### Task objective
Copy out the lines below, starting with the line containing "Here is your" and ending with the line containing "0,20 -> 23,43", both included. Omit the pictures.

Region-labeling records
::::
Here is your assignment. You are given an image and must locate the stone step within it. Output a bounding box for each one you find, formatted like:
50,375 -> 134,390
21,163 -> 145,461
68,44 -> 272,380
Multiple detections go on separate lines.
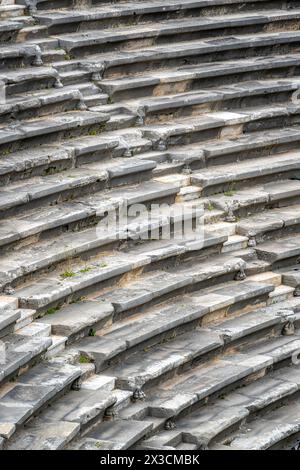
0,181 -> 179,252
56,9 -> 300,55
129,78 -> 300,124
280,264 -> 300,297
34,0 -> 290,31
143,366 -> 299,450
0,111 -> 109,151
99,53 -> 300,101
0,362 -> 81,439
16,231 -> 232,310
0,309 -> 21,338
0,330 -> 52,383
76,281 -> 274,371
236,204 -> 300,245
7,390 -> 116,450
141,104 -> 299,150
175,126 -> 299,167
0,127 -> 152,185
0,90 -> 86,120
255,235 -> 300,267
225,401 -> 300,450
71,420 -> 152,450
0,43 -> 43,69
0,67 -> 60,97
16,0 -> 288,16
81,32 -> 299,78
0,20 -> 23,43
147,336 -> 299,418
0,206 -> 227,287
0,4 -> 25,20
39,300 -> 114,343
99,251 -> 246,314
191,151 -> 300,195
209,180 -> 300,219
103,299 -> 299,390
::::
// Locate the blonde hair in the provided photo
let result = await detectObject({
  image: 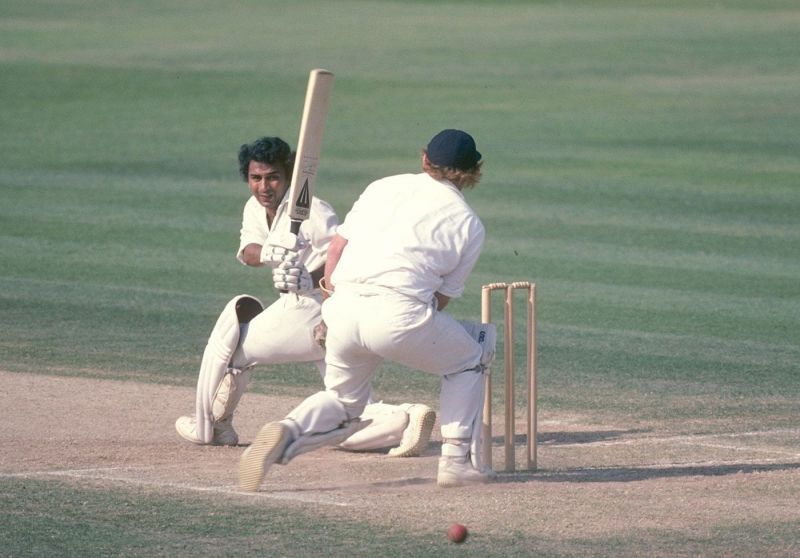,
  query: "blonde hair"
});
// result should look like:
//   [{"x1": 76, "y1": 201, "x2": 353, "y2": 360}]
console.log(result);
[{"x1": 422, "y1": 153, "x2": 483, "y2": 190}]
::::
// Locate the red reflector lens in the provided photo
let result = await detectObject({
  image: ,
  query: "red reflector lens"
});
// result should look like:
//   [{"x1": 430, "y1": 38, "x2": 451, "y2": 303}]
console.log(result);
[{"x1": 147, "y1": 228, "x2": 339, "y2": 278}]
::::
### Result
Here is your assignment. You are given an image and must locate the stone step within it. Output a bounding box for each one you find, formatted like:
50,375 -> 134,390
21,163 -> 145,461
68,44 -> 272,380
Multiple detections go on separate lines.
0,181 -> 179,252
56,9 -> 300,55
129,78 -> 300,124
280,264 -> 300,297
34,0 -> 290,31
143,366 -> 299,450
0,111 -> 109,151
99,53 -> 300,101
0,362 -> 81,439
16,231 -> 232,310
0,309 -> 21,338
0,330 -> 52,383
76,281 -> 274,371
236,204 -> 300,245
7,390 -> 116,450
141,104 -> 299,150
175,126 -> 299,167
0,127 -> 152,185
0,90 -> 86,120
255,235 -> 300,267
225,401 -> 300,450
71,420 -> 152,450
0,43 -> 43,69
0,67 -> 60,97
16,0 -> 288,16
81,32 -> 299,78
0,20 -> 23,43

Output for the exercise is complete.